## Begin Source document
Posted on by Brandon Klein

Technical observations after using Double for 2 months in an office environment:

User Experience

  • Only allow people you know to operate a Double. Double Robots do not have a collision detection sensor. An irresponsible user might intentionally ram into other robots or people (potentially violating the 3 Laws of Robotics), or send it dropping down a flight of stairs.
  • Doubles can be operated through a Chrome browser or an iPhone or iPad. Note that corporate IT departments often don't allow Chrome or may block the site. An iPad with an LTE/4G connection may provide the most reliable method to control a Double from within a corporate environment.
  • Send a stand with the iPad to your operator. You want to get the iPad camera at about eye level for best results. Consider orienting the operator iPad horizontally to keep the controls off to the sides. 
  • Train your operator. The controls are intuitive, but it's a good idea to get your operator familiar with the Double controls ahead of time. 
  • Coach your operator. 
    • Doubles seem more human if they move around all the time. Coach your operator to move frequently and to turn from side to side when talking to people.
    • Consider your face's placement in the frame. Position yourself close to the camera with your face centered in the frame. This looks better and allows the operator device to pick up good quality audio from the operator.
    • Remember to look into the camera lens when talking to people. This will make them feel as if you are looking them in the eye instead of off-camera.
  • Label the robot. Put signage on the Double so people know what it is and how to interact with it. 
  • Each Double should have a human buddy that follows it around and keeps it from getting into trouble (e.g. being stolen, driving into a connectivity dead zone, etc.)

iPads

  • Double Robots work with all models of iPads except for the first generation which do not have front-facing cameras.
  • Late model iPads are better than older ones. They tend to have longer battery life, stronger wi-fi connectivity, and better cameras, displays, and speakers. 
  • Late model iPads also have better mobile data options like LTE and 4G.
  • iPads connect to the Double Robot over Bluetooth. 
  • iPads and Doubles have completely different batteries. Neither component can charge the other. 
  • iPad Airs are smaller than their predecessors and require a special spacer to fit into the Double enclosure. I believe these are free if you ask for them. I don't believe a Double is compatible with iPad minis, iPod touches, or iPhones.

 

Sound

  • Newer iPads have better speakers. 
  • For loud environments, experiment with external sound devices. (Double officially recommends that you do not attach anything to your Double)
  • JamBoxes can be good. If you connect via Bluetooth (an iPad can connect to both the Double Robot and an audio device simultaneously), you may experience lower volume levels due to the noise cancellation feature.
## End Source document
* [Required tasks]:
#1 From the Double Robot post, extract the passage from "User Experience" up to and including "flight of stairs.".
#2 Using the Double Robot post, decide whether each statement agrees with it, and answer yes or no with the deciding words quoted.
(a) Double Robots have a collision detection sensor.
(b) iPads connect to the Double Robot over Bluetooth.
(c) An iPad can charge a Double.
#3 Answer these questions from the Double Robot post:
(a) Which generation of iPad does not work with Double Robots?
(b) What should be put on the Double so people know what it is?
(c) What do iPad Airs require to fit into the Double enclosure?
## Begin Data lines
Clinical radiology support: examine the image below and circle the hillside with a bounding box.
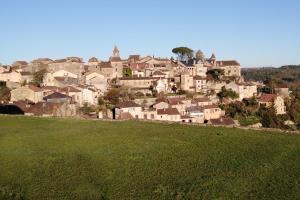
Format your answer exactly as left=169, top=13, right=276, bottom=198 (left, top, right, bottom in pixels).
left=0, top=116, right=300, bottom=199
left=242, top=65, right=300, bottom=89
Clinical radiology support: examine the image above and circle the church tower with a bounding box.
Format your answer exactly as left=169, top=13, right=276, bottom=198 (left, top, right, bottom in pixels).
## End Data lines
* [Written responses]:
#1
User Experience

  • Only allow people you know to operate a Double. Double Robots do not have a collision detection sensor. An irresponsible user might intentionally ram into other robots or people (potentially violating the 3 Laws of Robotics), or send it dropping down a flight of stairs.

#2
(a) No: "Double Robots do not have a collision detection sensor."
(b) Yes: "iPads connect to the Double Robot over Bluetooth."
(c) No: "Neither component can charge the other."

#3
(a) The first generation, which does not have front-facing cameras.
(b) Signage.
(c) A special spacer.